__ESTRATTO DEL DOCUMENTO__
L’AQUILA – Dopo cinque anni di lavori di ristrutturazione, ha riaperto ieri le sue porte a L’Aquila la storica cantina de Ju Boss, in piazza Regina Margherita.
Tanta emozione tra gli affezionati avventori, rimasti orfani per tanto tempo del loro luogo di ritrovo, con la garanzia, da parte del titolare, Mariano Massari, figlio di Franco Massari, anche lui tornato dietro al bancone, assieme al genero Bruno, di “offrire il disservizio di sempre”. Ovvero buon vino a prezzi accessibili, uova sode, pizze farcite con frittata, salumi e formaggi, tavolo riservato per le agguerrite partite di tressette, scopa e briscola, una chitarra per chi vuole suonare, un clima familiare e popolare.
Nel segno del com’era e dov’era, senza concessioni al gourmet, all’interior design all’ultimo grido, ponendo massima cura però nel restaurare lo storico bancone di olmo, realizzato quarant’anni fa con legno proveniente da una chiesa calabrese. Più o meno identici gli spazi interni, l’unico vero ammodernamento ha riguardato gli impianti tecnologici ed i servizi sanitari. Tornati al loro posto, il campanaccio per far uscire in chiusura gli avventori, il cavatappi a muro e il torchio con le due seggiole.

(Dati archiviati)

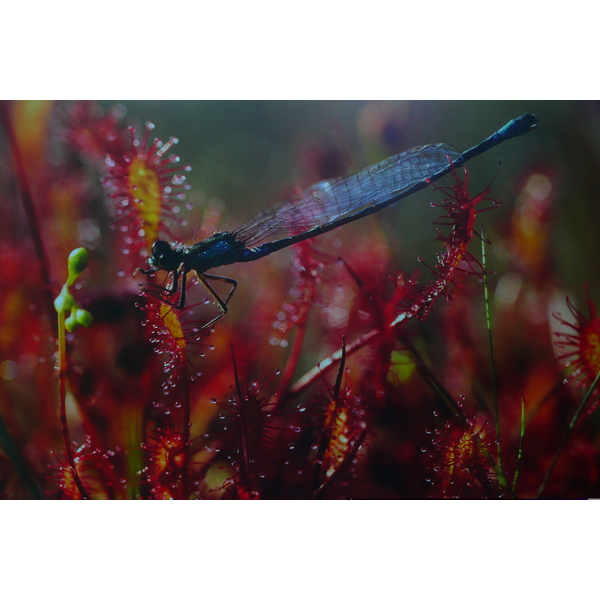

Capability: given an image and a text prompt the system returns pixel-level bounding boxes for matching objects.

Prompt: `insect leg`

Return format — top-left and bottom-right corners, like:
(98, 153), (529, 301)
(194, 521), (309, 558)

(196, 272), (237, 329)
(203, 273), (237, 305)
(140, 265), (185, 308)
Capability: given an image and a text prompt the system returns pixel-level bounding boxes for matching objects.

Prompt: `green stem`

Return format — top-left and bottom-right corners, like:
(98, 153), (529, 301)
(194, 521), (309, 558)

(537, 372), (600, 498)
(513, 397), (525, 492)
(481, 227), (502, 471)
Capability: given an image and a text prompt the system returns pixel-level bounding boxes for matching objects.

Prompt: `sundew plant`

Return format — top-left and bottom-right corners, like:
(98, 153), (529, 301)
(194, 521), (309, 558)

(0, 101), (600, 500)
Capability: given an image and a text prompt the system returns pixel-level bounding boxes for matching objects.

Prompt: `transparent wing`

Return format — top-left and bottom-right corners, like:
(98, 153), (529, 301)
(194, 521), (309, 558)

(233, 144), (460, 247)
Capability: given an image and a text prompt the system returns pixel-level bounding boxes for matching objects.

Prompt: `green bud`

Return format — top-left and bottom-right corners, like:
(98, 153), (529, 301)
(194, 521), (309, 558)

(75, 308), (93, 327)
(54, 284), (75, 313)
(67, 248), (90, 285)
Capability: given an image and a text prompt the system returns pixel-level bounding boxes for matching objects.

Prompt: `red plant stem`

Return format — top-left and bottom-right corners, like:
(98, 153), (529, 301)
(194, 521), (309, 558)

(273, 303), (310, 404)
(0, 100), (56, 320)
(536, 372), (600, 498)
(312, 429), (367, 500)
(231, 345), (252, 492)
(286, 329), (381, 398)
(58, 312), (89, 500)
(181, 369), (191, 500)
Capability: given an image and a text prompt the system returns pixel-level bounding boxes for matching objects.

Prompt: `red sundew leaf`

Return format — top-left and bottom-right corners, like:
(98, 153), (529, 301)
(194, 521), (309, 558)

(140, 284), (212, 393)
(103, 123), (190, 254)
(554, 297), (600, 410)
(50, 438), (126, 500)
(432, 410), (500, 498)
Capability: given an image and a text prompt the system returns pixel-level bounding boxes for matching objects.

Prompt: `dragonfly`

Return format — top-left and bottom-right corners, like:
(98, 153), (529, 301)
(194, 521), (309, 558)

(140, 113), (538, 329)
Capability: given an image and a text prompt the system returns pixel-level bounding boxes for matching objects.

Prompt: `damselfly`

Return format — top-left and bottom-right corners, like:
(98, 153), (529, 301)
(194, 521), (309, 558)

(142, 114), (538, 329)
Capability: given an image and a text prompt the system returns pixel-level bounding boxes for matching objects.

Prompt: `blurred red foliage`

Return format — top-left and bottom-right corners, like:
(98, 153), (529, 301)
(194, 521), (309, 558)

(0, 103), (600, 499)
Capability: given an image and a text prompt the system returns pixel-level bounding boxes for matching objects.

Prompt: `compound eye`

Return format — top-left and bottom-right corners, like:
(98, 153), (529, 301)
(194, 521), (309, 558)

(152, 240), (171, 257)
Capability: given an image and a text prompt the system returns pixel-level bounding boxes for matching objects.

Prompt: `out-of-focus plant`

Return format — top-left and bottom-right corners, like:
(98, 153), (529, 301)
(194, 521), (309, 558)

(0, 103), (600, 499)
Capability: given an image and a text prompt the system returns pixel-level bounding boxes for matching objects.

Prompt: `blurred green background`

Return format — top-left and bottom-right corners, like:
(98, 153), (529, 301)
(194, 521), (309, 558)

(102, 101), (600, 304)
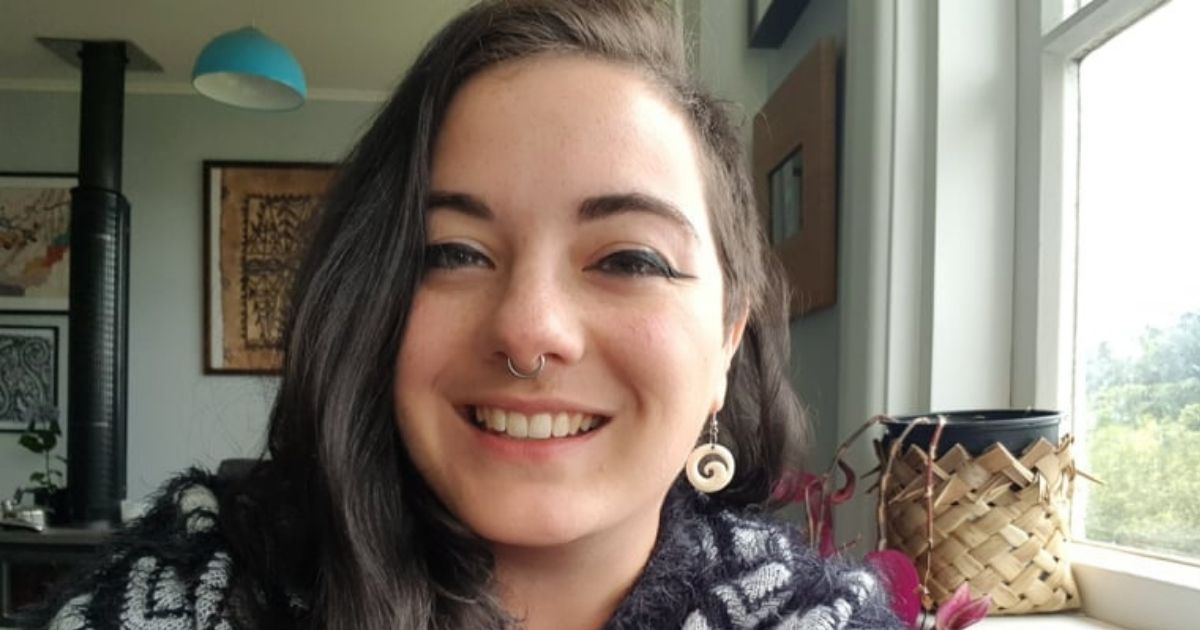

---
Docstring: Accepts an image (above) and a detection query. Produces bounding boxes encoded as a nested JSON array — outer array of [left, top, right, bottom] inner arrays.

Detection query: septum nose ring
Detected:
[[504, 354, 546, 380]]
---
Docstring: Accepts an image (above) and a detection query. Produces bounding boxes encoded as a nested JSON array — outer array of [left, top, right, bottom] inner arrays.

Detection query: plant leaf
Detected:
[[935, 582, 991, 630], [863, 550, 920, 628]]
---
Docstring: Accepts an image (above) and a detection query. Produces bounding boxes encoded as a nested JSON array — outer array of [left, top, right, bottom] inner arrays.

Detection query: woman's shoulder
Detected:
[[48, 469, 243, 630], [609, 489, 900, 630]]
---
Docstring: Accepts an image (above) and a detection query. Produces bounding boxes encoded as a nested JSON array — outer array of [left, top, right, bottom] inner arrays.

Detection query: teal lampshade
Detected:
[[192, 26, 308, 109]]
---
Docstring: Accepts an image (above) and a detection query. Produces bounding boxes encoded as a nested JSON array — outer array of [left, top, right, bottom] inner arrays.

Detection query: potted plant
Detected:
[[876, 409, 1086, 614], [13, 404, 68, 524]]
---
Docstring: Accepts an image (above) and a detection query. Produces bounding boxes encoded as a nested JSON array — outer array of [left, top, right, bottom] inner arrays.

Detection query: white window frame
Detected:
[[1013, 0, 1200, 629]]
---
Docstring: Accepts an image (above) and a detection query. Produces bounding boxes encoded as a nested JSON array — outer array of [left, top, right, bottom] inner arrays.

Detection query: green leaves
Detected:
[[17, 404, 67, 493]]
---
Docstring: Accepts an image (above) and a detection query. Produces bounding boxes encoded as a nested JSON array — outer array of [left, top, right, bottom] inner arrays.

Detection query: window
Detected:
[[1043, 0, 1200, 562], [1073, 0, 1200, 559]]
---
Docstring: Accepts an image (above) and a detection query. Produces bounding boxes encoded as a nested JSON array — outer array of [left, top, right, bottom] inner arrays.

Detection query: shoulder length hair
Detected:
[[222, 0, 806, 630]]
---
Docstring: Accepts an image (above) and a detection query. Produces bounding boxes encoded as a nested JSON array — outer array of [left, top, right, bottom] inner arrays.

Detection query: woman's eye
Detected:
[[588, 250, 691, 278], [425, 242, 492, 269]]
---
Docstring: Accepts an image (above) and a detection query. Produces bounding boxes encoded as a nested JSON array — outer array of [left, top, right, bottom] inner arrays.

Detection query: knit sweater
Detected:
[[42, 470, 902, 630]]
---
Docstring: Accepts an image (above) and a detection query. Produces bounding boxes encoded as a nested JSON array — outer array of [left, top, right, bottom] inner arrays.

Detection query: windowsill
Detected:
[[972, 613, 1121, 630], [1070, 542, 1200, 630]]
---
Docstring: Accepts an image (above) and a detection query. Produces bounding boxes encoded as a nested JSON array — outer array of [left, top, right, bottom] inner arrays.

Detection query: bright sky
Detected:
[[1078, 0, 1200, 353]]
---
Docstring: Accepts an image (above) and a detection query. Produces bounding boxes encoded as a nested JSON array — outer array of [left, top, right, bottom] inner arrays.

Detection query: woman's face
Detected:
[[395, 56, 742, 546]]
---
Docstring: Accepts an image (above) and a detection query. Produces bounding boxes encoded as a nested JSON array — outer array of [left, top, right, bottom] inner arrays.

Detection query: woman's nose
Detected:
[[491, 260, 584, 372]]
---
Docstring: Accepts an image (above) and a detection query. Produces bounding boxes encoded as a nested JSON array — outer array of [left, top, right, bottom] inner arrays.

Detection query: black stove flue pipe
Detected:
[[67, 42, 130, 528]]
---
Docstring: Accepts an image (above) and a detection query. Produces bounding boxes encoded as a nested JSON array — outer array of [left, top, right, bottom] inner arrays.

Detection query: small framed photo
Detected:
[[0, 313, 67, 432], [752, 40, 838, 318], [204, 161, 335, 374], [0, 173, 77, 312]]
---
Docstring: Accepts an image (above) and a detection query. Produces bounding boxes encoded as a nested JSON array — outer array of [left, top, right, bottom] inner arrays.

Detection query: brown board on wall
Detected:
[[204, 161, 334, 374], [752, 40, 838, 317]]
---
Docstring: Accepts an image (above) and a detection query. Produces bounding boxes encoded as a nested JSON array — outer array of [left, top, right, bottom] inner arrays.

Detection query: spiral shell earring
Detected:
[[686, 414, 733, 493]]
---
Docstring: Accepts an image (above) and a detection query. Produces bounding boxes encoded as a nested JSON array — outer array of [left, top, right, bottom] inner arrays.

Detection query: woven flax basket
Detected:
[[876, 436, 1080, 614]]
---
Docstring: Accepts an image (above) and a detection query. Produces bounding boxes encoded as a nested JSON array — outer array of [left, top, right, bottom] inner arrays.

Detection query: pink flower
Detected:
[[863, 550, 920, 628], [935, 582, 991, 630]]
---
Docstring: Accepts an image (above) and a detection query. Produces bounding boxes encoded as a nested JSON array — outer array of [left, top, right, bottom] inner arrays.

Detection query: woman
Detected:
[[42, 0, 894, 630]]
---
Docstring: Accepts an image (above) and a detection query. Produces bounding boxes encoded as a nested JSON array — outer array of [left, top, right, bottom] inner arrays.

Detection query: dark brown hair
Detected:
[[222, 0, 806, 630]]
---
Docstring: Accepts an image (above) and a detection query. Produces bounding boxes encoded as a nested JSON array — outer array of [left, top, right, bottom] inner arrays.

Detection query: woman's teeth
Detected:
[[473, 407, 600, 439]]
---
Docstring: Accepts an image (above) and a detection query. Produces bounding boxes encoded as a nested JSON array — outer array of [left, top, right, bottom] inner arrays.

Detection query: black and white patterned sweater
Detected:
[[39, 470, 902, 630]]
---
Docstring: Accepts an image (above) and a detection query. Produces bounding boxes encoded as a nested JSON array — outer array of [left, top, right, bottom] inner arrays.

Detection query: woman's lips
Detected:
[[467, 406, 608, 440]]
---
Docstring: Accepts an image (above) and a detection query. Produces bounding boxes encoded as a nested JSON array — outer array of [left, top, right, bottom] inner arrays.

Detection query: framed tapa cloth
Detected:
[[0, 173, 77, 312], [204, 161, 334, 374], [0, 313, 67, 432]]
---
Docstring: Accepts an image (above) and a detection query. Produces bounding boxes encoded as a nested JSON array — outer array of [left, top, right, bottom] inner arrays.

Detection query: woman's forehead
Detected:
[[432, 55, 708, 232]]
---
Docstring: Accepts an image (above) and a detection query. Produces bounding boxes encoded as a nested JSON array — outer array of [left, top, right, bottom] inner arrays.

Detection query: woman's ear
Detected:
[[709, 305, 750, 414], [722, 305, 750, 372]]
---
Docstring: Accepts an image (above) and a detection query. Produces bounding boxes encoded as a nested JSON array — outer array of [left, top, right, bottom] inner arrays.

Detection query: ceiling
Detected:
[[0, 0, 473, 100]]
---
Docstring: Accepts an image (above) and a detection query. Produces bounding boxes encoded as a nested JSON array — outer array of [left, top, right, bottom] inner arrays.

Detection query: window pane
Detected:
[[1074, 0, 1200, 559]]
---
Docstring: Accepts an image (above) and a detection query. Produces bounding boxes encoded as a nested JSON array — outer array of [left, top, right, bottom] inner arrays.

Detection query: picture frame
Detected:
[[746, 0, 810, 48], [752, 40, 838, 318], [0, 172, 78, 312], [0, 313, 70, 433], [203, 160, 335, 374]]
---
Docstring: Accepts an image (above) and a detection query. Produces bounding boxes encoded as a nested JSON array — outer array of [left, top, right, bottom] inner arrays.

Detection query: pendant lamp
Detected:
[[192, 26, 308, 110]]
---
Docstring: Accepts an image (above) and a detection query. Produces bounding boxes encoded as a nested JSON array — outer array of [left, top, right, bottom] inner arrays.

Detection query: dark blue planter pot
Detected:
[[883, 409, 1062, 455]]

__COMPITI DA SVOLGERE__
(a) Trascrivi il brano dell'articolo sulla riapertura della cantina da "L’AQUILA – Dopo" a "piazza Regina Margherita.".
(b) Ripeti parola per parola le righe dell'elenco, dall'inizio fino alla riga con "(140, 265), (185, 308)" inclusa. Lascia fuori le immagini.

__RISPOSTE AI COMPITI__
(a)
L’AQUILA – Dopo cinque anni di lavori di ristrutturazione, ha riaperto ieri le sue porte a L’Aquila la storica cantina de Ju Boss, in piazza Regina Margherita.

(b)
Capability: given an image and a text prompt the system returns pixel-level bounding boxes for matching objects.

Prompt: `insect leg`

Return format — top-left and bottom-right corners, like:
(98, 153), (529, 301)
(194, 521), (309, 558)

(196, 272), (237, 329)
(203, 273), (237, 305)
(140, 265), (185, 308)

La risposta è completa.